- [Task to complete]:
Rewrite the data below, changing each "bald head" to "shaved head" and keeping everything else the same. Leave the pictures out of your answer.

----------------

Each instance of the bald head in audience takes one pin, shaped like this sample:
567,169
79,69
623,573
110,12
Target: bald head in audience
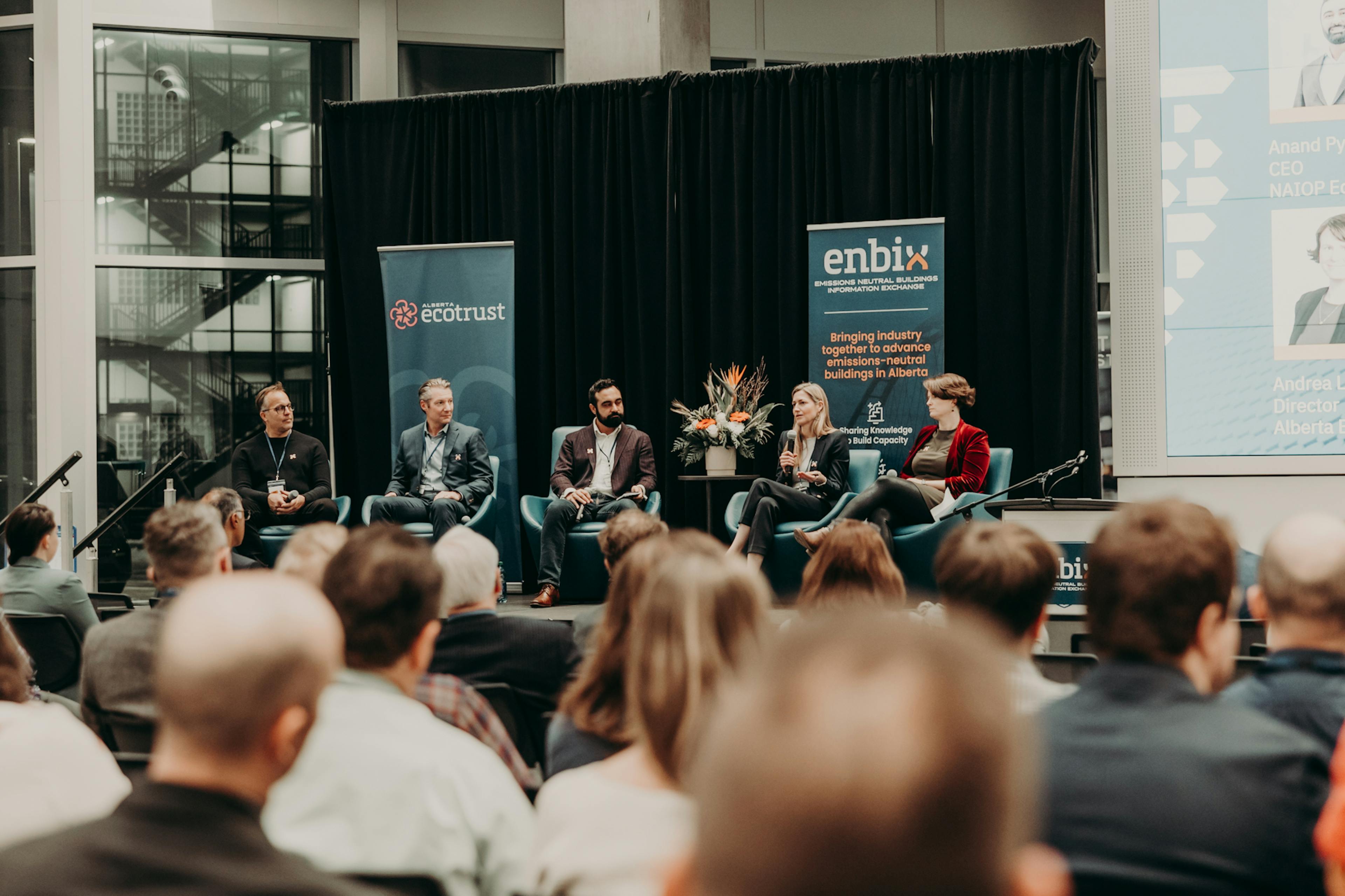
240,668
904,771
1301,590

----------------

- [Output for this task]:
Each instance of the shaved head in audience takes one pin, shaped like this sample:
567,169
79,69
623,573
110,12
Target: shaved head in audience
240,668
904,771
1301,590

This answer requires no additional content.